◆ Что нужно сделать:
Выпишите из текста о Данте слово в слово кусок от «По голосу Дант» до «в пустое сито.».

◆ Исходный текст:
____________

Вспомните дивную мольбу, обращенную Вергилием к хитрейшему из греков.
Вся она зыблется мягкостью итальянских дифтонгов.
Эти виющиеся, заискивающие и заикающиеся язычки незащищенных светильников, лопочущие о промасленном фитиле.
По голосу Дант определяет происхождение, судьбу и характер человека, как современная ему медицина разбиралась в болезнях по цвету мочи.
Он преисполнен чувством неизъяснимой благодарности к тому кошничному богатству, которое падает ему в руки. Ведь у него немалая забота: надо приуготовить пространство для наплывов, надо снять катаракту с жесткого зрения, надо позаботиться о том, чтобы щедрость изливающейся поэтической материи не протекла между пальцами, не ушла в пустое сито.
Секрет его емкости в том, что ни единого словечка он не привносит от себя. Им движет всё что угодно, только не изобретательство. Дант и фантазия — да ведь это несовместимо! Стыдитесь, французские романтики, несчастные incroyables’ы в красных жилетах, оболгавшие Алигьери! Какая у него фантазия — он пишет под диктовку, он переписчик, он переводчик... Он весь изогнулся в позе писца, испуганно косящегося на иллюминованный подлинник, одолженный ему из библиотеки приора..
Я, кажется, забыл сказать, что «Комедия» имела предпосылкой как бы гипнотический сеанс. Это верно, но, пожалуй, слишком громко. Если взять это изумительное произведение под углом письменности, под углом самостоятельного искусства письма, которое в 1300-м году было вполне равноправно с живописью, с музыкой и стояло в ряду самых уважаемых профессий, то ко всем уже предложенным аналогиям прибавится еще новая — письмо под диктовку, списыванье, копированье.

____________

◆ Выдержки из записей:
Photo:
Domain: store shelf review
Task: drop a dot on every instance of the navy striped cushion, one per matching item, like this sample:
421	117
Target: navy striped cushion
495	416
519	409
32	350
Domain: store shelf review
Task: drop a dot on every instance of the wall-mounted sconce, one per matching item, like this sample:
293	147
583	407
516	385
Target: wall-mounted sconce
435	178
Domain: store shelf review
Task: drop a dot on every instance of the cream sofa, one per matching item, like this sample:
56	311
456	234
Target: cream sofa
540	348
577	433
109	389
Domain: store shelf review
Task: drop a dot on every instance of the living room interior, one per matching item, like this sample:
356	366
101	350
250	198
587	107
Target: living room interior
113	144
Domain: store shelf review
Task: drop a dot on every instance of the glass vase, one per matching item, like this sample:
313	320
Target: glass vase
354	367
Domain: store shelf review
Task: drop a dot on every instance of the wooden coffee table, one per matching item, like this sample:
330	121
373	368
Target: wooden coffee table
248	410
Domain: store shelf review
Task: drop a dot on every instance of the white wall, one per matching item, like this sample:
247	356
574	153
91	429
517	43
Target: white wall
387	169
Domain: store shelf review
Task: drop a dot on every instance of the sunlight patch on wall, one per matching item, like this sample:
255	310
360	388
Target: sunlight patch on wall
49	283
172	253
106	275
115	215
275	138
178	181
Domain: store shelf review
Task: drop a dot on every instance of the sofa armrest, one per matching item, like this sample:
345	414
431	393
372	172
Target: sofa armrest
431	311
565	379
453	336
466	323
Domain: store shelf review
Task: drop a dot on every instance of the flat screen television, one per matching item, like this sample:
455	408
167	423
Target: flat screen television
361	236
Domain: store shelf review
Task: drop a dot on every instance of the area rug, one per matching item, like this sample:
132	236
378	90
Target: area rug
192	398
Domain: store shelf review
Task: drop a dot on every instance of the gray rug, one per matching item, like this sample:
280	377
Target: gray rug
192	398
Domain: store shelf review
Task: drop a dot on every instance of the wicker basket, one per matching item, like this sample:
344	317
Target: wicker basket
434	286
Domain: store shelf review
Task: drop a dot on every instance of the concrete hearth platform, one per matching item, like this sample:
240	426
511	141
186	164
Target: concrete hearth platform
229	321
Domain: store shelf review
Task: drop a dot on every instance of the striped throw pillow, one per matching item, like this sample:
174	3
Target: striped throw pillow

____________

◆ Решение:
По голосу Дант определяет происхождение, судьбу и характер человека, как современная ему медицина разбиралась в болезнях по цвету мочи.
Он преисполнен чувством неизъяснимой благодарности к тому кошничному богатству, которое падает ему в руки. Ведь у него немалая забота: надо приуготовить пространство для наплывов, надо снять катаракту с жесткого зрения, надо позаботиться о том, чтобы щедрость изливающейся поэтической материи не протекла между пальцами, не ушла в пустое сито.